▸ **Vorliegender Text**

Obwohl einige Autoren diese Personen
als 'lesende Baliane' bezeichnet haben, impliziert diese Bezeichnung lediglich,
dass diese Baliane bloß gewisse Bücher besitzen, nicht aber, dass sie diese
auch lesen oder lesen könnten.
Jene Bücher, um die es hier geht, sind die Heiligen Lontars, deren Seiten aus
den langen, schmalen Blättern der Lontarpalme bestehen, ein gewöhnlicher
Baum, der in manchen Regionen Balis wächst. Der Text wird in die Blätter mit
einem scharfen Stift eingeritzt und anschließend wird Holzkohle in die
zerklüftete Oberfläche eingerieben, um die Buchstaben sichtbar zu machen.
Die Sprache, die hier verwendet wird, ist entweder altes Balinesisch oder ein
altes Javanisch (Kawi). Nur vier Zeilen Text passen auf ein solches Palmblatt.

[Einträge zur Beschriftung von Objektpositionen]
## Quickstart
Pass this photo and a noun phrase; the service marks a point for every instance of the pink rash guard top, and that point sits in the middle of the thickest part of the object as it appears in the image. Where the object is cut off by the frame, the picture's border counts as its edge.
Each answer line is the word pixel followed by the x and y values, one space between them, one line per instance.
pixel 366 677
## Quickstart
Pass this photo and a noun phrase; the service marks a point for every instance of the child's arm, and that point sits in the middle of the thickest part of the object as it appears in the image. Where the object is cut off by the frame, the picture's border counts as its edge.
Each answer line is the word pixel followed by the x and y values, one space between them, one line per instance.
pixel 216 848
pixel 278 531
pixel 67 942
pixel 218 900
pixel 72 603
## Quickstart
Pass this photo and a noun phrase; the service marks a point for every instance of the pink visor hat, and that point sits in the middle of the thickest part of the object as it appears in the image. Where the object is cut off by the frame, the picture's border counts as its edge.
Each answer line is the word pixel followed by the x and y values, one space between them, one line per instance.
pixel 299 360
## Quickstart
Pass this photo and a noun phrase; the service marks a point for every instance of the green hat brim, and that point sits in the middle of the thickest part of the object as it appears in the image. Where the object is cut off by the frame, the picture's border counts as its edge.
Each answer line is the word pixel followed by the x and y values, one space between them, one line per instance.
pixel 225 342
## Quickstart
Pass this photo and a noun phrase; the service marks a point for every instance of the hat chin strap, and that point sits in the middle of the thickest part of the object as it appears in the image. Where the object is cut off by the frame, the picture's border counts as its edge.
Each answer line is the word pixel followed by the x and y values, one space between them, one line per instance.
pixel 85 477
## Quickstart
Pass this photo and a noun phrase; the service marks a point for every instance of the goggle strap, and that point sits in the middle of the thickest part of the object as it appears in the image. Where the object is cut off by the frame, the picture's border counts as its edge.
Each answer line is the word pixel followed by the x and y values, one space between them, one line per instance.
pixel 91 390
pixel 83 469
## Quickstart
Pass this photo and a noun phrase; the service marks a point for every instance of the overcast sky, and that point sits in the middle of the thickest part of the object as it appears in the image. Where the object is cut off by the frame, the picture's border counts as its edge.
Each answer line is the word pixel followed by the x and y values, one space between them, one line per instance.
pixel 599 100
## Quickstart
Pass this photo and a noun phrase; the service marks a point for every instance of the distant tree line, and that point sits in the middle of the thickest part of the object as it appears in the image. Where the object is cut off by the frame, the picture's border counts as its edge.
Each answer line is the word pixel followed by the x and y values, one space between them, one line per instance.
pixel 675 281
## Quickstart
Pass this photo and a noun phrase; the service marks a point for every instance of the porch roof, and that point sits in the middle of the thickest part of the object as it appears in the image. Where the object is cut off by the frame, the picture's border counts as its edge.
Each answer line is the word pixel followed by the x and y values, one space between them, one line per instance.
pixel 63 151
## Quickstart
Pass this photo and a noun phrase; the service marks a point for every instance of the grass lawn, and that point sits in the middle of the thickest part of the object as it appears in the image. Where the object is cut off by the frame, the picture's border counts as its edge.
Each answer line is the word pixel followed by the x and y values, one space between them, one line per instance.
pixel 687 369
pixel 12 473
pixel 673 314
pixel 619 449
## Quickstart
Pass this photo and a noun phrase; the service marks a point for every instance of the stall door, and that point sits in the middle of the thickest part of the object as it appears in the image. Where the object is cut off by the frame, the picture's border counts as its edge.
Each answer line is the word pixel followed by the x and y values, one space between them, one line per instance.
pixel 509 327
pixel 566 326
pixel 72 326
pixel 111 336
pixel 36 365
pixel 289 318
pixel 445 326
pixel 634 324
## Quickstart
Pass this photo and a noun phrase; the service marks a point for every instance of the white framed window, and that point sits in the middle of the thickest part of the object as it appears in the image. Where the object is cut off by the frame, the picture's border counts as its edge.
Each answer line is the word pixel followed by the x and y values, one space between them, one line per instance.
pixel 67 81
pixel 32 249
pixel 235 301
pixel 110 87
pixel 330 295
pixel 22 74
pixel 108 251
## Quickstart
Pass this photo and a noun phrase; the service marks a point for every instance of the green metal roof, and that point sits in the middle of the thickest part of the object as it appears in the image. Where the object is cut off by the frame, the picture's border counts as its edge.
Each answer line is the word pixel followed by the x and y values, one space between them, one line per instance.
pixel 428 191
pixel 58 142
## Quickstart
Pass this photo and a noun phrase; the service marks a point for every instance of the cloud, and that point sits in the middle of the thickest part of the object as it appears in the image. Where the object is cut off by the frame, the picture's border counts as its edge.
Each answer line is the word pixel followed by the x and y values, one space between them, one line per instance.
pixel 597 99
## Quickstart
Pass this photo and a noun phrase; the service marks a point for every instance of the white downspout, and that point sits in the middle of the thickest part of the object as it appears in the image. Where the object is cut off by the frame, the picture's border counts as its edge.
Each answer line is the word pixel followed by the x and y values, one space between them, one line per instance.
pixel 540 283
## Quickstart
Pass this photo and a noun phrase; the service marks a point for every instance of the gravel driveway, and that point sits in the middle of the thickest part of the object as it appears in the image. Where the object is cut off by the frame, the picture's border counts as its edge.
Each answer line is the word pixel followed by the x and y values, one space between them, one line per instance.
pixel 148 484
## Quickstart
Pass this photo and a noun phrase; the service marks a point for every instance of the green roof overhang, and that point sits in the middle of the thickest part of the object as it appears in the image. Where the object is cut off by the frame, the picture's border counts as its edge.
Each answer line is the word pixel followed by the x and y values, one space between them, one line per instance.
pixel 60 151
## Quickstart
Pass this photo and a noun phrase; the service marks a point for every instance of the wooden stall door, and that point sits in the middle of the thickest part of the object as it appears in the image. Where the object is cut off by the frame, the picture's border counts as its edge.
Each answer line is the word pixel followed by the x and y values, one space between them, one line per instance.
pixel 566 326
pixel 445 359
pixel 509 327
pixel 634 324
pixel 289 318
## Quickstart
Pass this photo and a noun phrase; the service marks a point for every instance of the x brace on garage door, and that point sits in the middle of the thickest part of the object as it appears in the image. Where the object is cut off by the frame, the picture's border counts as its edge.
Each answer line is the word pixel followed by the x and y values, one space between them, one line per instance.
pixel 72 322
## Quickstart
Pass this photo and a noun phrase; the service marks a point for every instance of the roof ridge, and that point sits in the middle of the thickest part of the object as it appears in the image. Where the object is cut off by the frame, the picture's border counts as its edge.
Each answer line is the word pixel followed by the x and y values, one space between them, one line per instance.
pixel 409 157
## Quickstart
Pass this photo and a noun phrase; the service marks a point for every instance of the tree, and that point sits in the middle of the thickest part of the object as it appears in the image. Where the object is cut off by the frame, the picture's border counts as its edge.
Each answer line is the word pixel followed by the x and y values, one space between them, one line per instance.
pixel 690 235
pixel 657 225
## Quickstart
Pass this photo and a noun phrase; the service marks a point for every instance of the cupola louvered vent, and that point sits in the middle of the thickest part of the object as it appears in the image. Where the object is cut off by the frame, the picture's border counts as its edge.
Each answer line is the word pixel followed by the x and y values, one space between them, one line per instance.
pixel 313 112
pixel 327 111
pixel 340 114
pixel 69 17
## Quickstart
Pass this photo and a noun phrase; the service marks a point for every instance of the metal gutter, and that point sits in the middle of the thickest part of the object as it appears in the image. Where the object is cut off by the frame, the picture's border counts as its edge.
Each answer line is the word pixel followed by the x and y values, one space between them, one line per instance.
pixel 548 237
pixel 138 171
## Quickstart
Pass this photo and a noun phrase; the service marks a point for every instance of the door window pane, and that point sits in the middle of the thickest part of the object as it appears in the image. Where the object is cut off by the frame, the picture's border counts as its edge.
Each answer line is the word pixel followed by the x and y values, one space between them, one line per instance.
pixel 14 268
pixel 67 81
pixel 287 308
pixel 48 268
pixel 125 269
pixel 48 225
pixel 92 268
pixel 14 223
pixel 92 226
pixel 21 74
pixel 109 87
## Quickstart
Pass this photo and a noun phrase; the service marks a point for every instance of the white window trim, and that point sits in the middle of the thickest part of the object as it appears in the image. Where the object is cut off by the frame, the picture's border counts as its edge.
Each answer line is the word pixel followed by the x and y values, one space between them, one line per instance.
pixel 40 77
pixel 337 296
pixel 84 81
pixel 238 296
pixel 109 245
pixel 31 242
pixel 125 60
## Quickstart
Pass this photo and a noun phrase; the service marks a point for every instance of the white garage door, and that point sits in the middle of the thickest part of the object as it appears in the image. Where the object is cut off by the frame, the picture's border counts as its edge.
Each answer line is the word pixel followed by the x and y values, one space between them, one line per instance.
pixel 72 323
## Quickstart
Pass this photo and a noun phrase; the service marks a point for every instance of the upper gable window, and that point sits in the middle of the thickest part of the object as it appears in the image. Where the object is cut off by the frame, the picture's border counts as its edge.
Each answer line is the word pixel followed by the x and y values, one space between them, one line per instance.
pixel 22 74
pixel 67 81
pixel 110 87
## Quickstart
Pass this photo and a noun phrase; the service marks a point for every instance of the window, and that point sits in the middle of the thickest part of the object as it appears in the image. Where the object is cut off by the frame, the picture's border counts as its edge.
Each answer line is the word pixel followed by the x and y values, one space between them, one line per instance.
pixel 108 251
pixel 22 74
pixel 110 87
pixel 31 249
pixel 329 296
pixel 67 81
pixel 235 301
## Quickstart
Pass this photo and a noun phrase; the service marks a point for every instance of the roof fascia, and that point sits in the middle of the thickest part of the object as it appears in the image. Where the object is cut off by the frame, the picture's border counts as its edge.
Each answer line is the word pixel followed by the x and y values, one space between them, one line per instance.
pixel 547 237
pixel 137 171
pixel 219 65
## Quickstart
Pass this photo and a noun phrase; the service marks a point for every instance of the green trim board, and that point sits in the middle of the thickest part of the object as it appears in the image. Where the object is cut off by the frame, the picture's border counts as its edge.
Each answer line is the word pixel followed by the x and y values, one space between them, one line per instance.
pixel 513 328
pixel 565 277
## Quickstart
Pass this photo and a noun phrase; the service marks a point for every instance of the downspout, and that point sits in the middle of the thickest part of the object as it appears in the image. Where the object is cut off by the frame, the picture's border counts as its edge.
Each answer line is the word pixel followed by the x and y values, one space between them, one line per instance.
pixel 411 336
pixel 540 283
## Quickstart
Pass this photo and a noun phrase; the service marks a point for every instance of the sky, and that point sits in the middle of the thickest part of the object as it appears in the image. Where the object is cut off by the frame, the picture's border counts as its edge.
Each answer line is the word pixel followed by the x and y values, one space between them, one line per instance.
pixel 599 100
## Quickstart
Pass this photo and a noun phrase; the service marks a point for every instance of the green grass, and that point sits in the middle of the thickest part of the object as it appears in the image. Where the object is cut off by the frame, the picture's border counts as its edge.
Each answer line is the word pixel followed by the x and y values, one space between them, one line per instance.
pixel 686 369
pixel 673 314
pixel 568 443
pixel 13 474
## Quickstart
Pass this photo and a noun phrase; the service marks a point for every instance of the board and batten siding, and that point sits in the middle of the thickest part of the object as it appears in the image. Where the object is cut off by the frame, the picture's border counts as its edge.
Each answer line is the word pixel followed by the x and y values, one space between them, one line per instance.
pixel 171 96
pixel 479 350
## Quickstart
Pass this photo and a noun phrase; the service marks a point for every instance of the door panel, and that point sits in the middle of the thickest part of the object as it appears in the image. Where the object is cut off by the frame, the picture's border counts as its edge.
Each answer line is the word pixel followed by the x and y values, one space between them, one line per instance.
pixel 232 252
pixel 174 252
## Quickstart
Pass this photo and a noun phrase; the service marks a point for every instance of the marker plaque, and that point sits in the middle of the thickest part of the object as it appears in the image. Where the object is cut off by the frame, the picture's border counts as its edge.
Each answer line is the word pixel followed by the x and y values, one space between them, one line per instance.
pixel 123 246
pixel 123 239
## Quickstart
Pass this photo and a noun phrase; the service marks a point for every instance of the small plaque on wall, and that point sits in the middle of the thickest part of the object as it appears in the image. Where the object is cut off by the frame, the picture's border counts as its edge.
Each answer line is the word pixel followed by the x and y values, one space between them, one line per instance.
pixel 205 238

▸ **Aufgabe A**
Beantworte zum Text über die Heiligen Lontars:
(i) Woraus bestehen die Seiten der Heiligen Lontars?
(ii) Womit wird der Text in die Blätter eingeritzt?
(iii) Wie viele Zeilen Text passen auf ein solches Palmblatt?
▸ **Aufgabe B**
Gib den Text über die Heiligen Lontars von „Jene Bücher, um“ bis „sichtbar zu machen.“ wieder und ersetze darin „Holzkohle“ durch „Ruß“.
▸ **Aufgabe C**
Führe den Text über die Heiligen Lontars nach seinem letzten Satz weiter.

▸ **Antwort A**
(i) Aus den langen, schmalen Blättern der Lontarpalme.
(ii) Mit einem scharfen Stift.
(iii) Vier Zeilen.

▸ **Antwort B**
Jene Bücher, um die es hier geht, sind die Heiligen Lontars, deren Seiten aus
den langen, schmalen Blättern der Lontarpalme bestehen, ein gewöhnlicher
Baum, der in manchen Regionen Balis wächst. Der Text wird in die Blätter mit
einem scharfen Stift eingeritzt und anschließend wird Ruß in die
zerklüftete Oberfläche eingerieben, um die Buchstaben sichtbar zu machen.

▸ **Antwort C**
Lontars
besetzen einen wichtigen Platz im balinesischen Denken. Die heiligen
Hindu-balinesischen-Texte sind alle auf Lontars geschrieben.
Auf Grund dieser Tatsache, werden die
Lontars auf Bali als heilig betrachtet
und von den Balinesen - mehr noch als die Bibel bei den Christen oder der
Koran bei den Moslems - als ausgesprochen heilige Bücher verehrt. Aber
das balinesische Konzept hinsichtlich der Heiligkeit dieser Bücher bezieht
sich kaum auf deren Inhalte: das physische Buch selbst ist heilig. Der Besitz
eines Lontars, das sich mit religiösen Gegenständen beschäftigt, ist ebenso
heilig wie der Besitz eines Kris oder Keris, ein magisch geladener,
balinesischer Dolch mit schlangenförmig geschwungener Klinge, oder wie der
Besitz einer geheimen oder machtvollen Maske.
Obwohl der Balian Usada die Lontars in seinem Besitz
nicht lesen kann, weil er ein gänzlicher Analphabet ist, werden diese Objekte (Lontars) als Bewahrer von
Zauberkraft betrachtet.
Der Balian Usada überträgt die Zauberkraft auf seine Klienten,
indem er Opferungen vornimmt, Mantras rezitiert und Holy Water verwendet, das
mit den magisch geladenen Objekten und mit dem Klienten in Kontakt gebracht
wird.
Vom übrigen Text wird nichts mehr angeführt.